### [Text]
22nd October 2021
22nd October 2021
The Care Quality Commission (CQC) says health and care staff are “exhausted and depleted” following months of work under intense levels of pressure. Many adult social care staff are now looking for work in the tourism and hospitality industry, leaving the adult social care sector in crisis.
The CQC in their recent report has called for immediate work to address the problem of rising numbers of unfilled care sector jobs, following a “serious and deteriorating” level of recruitment and retention within adult social care.
Care staff have been on the frontline against COVID-19 for over 18 months now, caring for some of the most elderly and clinically vulnerable people in our society. With staff shortages already apparent and extra vigilance being required to effectively manage the spread of COVID, many staff are now at breaking point. CEO Ian Trenholm has praised the immense “professionalism and resilience of everyone that works in social care" but warned that the staff “cannot be expected to work any harder”.
Deputy Director of Policy for The Nuffield Trust, Natasha Curry said: “The pandemic has left staff burnt-out and exhausted, pay and conditions remain unattractive compared to other sectors, the door to international recruitment has been slammed shut, and a mandatory vaccine policy threatens to remove thousands of needed staff from the sector”.
As the tourism and hospitality industry has opened up again and recruitment is high within the sector, many care staff are finding that they can work better hours for a higher wage. In an age of soaring energy prices and the cost of living increasing, who can blame them?

### [Information given]
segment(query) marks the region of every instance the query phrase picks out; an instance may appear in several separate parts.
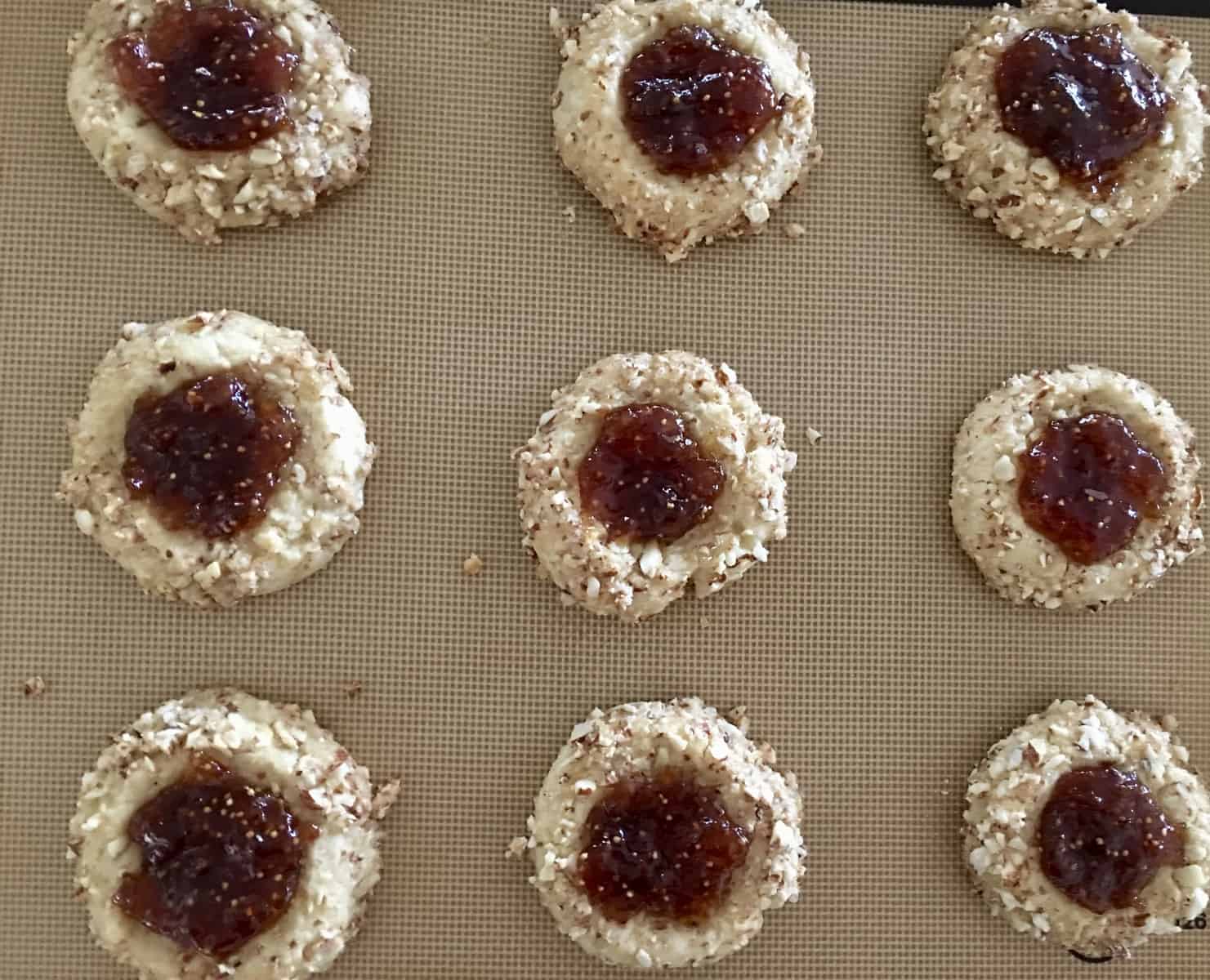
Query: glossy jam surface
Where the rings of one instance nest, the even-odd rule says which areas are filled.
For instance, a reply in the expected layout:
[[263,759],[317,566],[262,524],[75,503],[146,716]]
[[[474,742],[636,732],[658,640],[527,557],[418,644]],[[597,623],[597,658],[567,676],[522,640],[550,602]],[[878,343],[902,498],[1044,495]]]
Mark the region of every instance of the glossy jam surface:
[[1038,820],[1042,872],[1096,915],[1135,904],[1164,865],[1185,864],[1185,834],[1134,773],[1112,763],[1059,777]]
[[1021,456],[1025,523],[1081,565],[1129,544],[1145,517],[1160,515],[1166,492],[1164,465],[1116,415],[1055,420]]
[[1125,160],[1159,137],[1171,105],[1112,25],[1027,31],[1001,56],[996,94],[1004,128],[1094,192],[1112,186]]
[[178,0],[109,53],[127,97],[186,150],[242,150],[289,125],[298,56],[230,0]]
[[718,909],[748,857],[715,789],[664,769],[610,786],[588,813],[580,881],[607,918],[692,924]]
[[622,75],[626,128],[662,173],[714,173],[782,114],[768,68],[705,28],[682,25]]
[[230,537],[265,519],[298,438],[293,415],[258,385],[209,375],[134,403],[122,475],[165,526]]
[[143,865],[114,904],[183,950],[225,958],[286,913],[318,831],[198,753],[126,832]]
[[605,415],[578,479],[581,507],[610,537],[668,542],[705,520],[724,473],[679,413],[635,404]]

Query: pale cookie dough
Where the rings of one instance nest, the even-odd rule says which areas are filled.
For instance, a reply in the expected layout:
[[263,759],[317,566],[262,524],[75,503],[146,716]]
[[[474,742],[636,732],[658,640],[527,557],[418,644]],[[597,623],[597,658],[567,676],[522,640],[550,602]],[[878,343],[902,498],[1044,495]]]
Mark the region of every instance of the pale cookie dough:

### [Task item A]
Reproduce the care staffing article word for word, everything from "The CQC in their" down to "adult social care.".
### [Task item B]
Write the next part of the article about care staff leaving for hospitality work, picking up after its last sentence.

### [Task output A]
The CQC in their recent report has called for immediate work to address the problem of rising numbers of unfilled care sector jobs, following a “serious and deteriorating” level of recruitment and retention within adult social care.

### [Task output B]
On Thursday, the government announced an extra £162.5 million would be spent to help boost the adult social care workforce. This amount is in addition to the £5.4 billion earmarked for the sector over the next three years from the health and social care levy.
This money has been welcomed by the CQC, but they have made it clear that "It must be used to enable new ways of working that recognise the interdependency of all health and care settings, not just to prop up existing approaches and to plug demand in acute care."
Ian Trenholm has warned that “there are no silver bullets and no simple answers to what is a very, very complex problem."
This is a worrying issue when we are heading into the colder months, with rising COVID cases and the elderly and vulnerable at risk of not receiving the care they so desperately need. A spokesperson for Age UK has reported that older people are getting stuck in hospital when they are fit to be discharged, because there are not enough care staff to support them at home.
The way out of this storm is unclear and the path will not be an easy one, the future of the sector remains uncertain at present. Any approach must prioritise the preservation of our social care sector and recognise the sacrifice and dedication of the work force in protecting our most vulnerable.